** 抜粋 **
[pgcluster: 254] レプリケーションがうまく動作しません。
miyazawa makoto
miyazawa_pgcluster_mailling @ yahoo.co.jp
2004年 4月 19日 (月) 18:46:47 JST
現在、Solaris8(OS5.8)2台でPGClusterの検証を行っておりま
す、宮澤と申します。
さて、ご相談させていただきたい現象なのですが
レプリケーションサーバとクラスタDBの連動がうまくできてい
ません。
いろいろ試してみたのですが、どうにもわからず皆様のお知恵
をお借りできたらと
思って投稿させていただております。
長文で申し訳ありませんが、よろしくお願いいたします。
以下に環境等の情報を挙げます。
------------------------------------------------------
実機環境:Solaris8(sparc、OS5.8) 2台
サーバ構成:
PGClusterバージョン:PGReplicate version [1.0.6cv9]
0系…レプリケーションサーバ+クラスタサーバ(マスタ)
1系…クラスタサーバ(スレーブ)
ロードバランサは未インストール、未設定
(1)インストール方法
PGClusterの設定方法、rsyncの設定は
http://www.csra.co.jp/~mitani/jpug/pgcluster/stable/index.html
の設定方法を参照。
お互いのサーバでrsyncを実行し、ファイルが転送されること
を確認。
(2)設定ファイル
設定ファイルは以下のように記述
0系
pgreplicate.conf
クラスタサーバ名を追記(/etc/hostsで解決できるホス
ト名、0系をマスタ、1系をスレーブとした)

** 課題 **
**a.** PGClusterの投稿について、次の問いに答えよ。
(i) 検証に使われている実機環境は何か。
(ii) PGClusterのバージョンは何か。
(iii) 1系はどのような構成か。
**b.** PGClusterの投稿を「以下に環境等の情報を挙げます。」を含むところから書き写し、「1系…クラスタサーバ(スレーブ)」のところで終えてください。

** データ内容 **
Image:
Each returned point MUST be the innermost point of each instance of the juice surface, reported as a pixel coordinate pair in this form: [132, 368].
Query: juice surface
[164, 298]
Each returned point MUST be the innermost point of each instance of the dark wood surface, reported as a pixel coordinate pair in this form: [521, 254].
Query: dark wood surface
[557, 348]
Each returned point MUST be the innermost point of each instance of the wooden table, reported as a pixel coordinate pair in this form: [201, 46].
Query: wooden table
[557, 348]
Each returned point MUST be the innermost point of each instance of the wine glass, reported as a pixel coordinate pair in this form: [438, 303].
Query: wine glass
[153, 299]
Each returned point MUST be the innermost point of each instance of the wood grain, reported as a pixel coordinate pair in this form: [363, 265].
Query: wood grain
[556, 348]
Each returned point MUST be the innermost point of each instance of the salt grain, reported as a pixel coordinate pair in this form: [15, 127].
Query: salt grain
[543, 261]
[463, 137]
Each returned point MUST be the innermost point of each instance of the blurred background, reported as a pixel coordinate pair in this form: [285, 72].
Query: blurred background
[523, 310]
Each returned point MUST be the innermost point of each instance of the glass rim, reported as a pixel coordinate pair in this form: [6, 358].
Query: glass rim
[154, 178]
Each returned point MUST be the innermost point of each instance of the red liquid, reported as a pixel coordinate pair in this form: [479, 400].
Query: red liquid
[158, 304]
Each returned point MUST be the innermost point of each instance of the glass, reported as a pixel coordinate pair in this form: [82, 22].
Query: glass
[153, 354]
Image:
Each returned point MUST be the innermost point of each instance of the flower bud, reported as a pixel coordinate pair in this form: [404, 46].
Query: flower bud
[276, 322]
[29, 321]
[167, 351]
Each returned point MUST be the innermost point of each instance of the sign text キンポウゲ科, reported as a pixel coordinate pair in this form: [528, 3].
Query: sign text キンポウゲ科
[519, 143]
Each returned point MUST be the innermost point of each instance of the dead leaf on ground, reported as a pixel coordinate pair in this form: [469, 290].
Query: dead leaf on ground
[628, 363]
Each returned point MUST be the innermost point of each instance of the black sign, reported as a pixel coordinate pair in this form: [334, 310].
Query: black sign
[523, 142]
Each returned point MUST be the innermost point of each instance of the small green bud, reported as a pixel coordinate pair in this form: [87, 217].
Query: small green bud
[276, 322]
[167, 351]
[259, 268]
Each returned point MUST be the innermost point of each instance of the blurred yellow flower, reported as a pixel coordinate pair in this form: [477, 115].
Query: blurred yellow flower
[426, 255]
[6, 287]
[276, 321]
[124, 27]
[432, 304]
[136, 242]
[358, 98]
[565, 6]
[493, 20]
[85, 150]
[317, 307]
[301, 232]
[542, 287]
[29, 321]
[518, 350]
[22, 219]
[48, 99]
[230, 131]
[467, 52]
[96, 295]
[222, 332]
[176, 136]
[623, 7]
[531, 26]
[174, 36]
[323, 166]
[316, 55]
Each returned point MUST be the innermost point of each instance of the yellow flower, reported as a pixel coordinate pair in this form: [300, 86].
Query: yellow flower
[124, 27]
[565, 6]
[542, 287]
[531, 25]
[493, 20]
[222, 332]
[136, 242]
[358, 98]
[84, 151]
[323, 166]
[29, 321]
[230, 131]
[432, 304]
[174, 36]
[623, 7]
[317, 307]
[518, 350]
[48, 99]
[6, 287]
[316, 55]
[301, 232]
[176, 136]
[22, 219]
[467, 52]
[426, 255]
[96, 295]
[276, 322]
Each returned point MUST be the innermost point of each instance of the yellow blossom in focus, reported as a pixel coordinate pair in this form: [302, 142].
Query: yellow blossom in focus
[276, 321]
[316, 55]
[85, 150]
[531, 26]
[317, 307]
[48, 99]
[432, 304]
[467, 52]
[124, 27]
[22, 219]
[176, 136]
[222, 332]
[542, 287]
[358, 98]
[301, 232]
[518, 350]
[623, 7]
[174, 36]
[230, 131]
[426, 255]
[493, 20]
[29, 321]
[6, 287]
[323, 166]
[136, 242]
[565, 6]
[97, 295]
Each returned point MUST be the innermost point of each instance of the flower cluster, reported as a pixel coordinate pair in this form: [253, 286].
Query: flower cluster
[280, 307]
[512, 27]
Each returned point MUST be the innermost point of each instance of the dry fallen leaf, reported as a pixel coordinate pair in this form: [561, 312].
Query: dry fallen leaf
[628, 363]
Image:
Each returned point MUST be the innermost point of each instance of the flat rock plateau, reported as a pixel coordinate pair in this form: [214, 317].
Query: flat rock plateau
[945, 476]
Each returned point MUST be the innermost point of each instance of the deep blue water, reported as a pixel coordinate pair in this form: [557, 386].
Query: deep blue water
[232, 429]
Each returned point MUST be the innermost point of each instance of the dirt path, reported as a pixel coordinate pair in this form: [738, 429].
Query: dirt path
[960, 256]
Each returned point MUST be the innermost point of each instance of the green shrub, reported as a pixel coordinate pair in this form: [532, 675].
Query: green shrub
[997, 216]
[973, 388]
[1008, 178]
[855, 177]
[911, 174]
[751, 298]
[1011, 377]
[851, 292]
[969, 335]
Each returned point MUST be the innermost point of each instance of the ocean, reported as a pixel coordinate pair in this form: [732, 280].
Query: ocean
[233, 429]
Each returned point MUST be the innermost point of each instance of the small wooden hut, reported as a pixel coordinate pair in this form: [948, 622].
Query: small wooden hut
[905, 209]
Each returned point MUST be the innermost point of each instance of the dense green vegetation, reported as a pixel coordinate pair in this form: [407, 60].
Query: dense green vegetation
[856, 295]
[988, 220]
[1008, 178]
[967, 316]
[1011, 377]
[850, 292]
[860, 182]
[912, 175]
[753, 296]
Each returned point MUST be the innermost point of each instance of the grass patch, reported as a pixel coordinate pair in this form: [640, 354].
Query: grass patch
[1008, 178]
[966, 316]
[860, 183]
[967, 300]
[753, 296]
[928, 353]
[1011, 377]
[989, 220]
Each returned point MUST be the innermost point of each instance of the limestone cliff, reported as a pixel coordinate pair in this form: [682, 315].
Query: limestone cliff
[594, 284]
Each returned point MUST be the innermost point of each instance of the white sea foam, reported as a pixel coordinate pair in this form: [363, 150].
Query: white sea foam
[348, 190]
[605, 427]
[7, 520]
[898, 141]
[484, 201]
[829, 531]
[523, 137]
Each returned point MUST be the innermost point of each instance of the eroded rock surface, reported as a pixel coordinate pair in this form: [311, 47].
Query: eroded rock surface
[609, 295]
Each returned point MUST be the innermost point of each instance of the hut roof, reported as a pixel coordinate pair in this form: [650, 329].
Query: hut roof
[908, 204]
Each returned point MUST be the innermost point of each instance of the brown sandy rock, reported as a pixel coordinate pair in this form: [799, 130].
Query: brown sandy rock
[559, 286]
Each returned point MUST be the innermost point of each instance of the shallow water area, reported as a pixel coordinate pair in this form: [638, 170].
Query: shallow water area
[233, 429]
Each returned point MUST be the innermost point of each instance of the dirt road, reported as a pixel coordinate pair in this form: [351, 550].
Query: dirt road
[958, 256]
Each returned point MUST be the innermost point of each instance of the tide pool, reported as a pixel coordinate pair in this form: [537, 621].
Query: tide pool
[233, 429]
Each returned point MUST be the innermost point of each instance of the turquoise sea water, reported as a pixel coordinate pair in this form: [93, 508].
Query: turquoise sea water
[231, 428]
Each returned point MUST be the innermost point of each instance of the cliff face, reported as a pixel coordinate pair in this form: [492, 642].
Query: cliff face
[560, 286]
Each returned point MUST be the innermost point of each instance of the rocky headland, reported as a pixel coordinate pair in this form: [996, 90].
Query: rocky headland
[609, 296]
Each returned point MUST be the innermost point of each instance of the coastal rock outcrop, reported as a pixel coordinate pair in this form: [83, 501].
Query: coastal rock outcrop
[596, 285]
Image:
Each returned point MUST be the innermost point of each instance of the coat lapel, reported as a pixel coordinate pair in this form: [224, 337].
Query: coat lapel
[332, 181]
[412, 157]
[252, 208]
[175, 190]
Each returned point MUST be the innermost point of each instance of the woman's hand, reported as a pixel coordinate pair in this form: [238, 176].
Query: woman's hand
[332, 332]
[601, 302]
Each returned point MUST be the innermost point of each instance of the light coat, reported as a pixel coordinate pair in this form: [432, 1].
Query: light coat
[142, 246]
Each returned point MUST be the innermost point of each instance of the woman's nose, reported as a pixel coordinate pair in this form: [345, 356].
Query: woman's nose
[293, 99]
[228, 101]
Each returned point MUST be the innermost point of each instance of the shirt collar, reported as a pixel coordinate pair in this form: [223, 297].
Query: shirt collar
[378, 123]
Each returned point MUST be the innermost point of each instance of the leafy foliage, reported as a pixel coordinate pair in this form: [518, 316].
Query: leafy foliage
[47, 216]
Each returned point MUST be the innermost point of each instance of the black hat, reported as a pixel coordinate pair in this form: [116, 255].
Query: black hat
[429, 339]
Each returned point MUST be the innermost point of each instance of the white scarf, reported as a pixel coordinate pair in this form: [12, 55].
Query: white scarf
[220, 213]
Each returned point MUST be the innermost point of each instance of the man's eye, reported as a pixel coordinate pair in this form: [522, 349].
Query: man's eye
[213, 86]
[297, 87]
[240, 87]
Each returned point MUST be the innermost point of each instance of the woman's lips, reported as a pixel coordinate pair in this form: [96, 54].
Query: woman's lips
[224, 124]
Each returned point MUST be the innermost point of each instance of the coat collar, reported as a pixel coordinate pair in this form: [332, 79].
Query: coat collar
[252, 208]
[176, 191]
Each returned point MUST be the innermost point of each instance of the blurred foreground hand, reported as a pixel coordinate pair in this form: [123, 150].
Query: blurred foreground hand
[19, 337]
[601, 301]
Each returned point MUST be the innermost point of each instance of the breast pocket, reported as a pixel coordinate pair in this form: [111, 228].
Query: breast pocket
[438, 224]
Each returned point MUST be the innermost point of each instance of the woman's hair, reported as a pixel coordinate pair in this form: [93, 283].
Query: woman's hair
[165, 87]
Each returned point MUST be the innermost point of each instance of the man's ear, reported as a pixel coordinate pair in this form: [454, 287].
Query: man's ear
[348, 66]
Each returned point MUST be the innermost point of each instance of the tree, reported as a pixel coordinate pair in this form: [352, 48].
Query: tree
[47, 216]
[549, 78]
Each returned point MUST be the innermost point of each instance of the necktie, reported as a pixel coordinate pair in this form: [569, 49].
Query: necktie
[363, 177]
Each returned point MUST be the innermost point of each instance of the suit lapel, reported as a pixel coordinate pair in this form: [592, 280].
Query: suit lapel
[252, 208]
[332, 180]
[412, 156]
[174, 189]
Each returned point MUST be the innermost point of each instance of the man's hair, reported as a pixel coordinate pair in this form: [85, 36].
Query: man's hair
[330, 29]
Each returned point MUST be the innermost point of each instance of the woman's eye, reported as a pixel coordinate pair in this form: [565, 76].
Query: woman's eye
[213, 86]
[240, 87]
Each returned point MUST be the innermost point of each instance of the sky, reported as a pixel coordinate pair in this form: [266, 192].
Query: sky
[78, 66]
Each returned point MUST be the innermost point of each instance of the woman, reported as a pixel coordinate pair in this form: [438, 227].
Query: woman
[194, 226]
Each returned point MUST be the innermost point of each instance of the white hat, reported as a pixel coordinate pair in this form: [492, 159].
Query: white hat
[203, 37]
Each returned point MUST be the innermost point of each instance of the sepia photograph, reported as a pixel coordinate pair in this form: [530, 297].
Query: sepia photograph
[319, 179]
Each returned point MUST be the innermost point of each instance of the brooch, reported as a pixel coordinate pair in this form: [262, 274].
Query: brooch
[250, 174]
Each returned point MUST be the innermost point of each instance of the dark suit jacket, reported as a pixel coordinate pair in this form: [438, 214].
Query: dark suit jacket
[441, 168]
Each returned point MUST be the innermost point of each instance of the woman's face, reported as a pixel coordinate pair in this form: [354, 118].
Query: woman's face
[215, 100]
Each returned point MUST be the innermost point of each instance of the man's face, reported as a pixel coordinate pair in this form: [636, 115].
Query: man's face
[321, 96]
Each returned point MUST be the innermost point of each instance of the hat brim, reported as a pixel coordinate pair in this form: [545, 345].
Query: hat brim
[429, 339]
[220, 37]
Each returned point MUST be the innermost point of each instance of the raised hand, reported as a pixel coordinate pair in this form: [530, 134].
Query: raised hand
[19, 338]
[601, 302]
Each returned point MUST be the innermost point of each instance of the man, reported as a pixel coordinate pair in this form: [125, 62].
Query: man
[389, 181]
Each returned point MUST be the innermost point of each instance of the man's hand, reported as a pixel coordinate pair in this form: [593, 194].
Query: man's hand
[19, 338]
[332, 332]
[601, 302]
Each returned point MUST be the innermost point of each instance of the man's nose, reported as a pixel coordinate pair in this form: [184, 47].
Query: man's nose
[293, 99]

** 解答 **
**a.**
(i) Solaris8(sparc、OS5.8)2台
(ii) PGReplicate version [1.0.6cv9]
(iii) クラスタサーバ(スレーブ)

**b.**
以下に環境等の情報を挙げます。
------------------------------------------------------
実機環境:Solaris8(sparc、OS5.8) 2台
サーバ構成:
PGClusterバージョン:PGReplicate version [1.0.6cv9]
0系…レプリケーションサーバ+クラスタサーバ(マスタ)
1系…クラスタサーバ(スレーブ)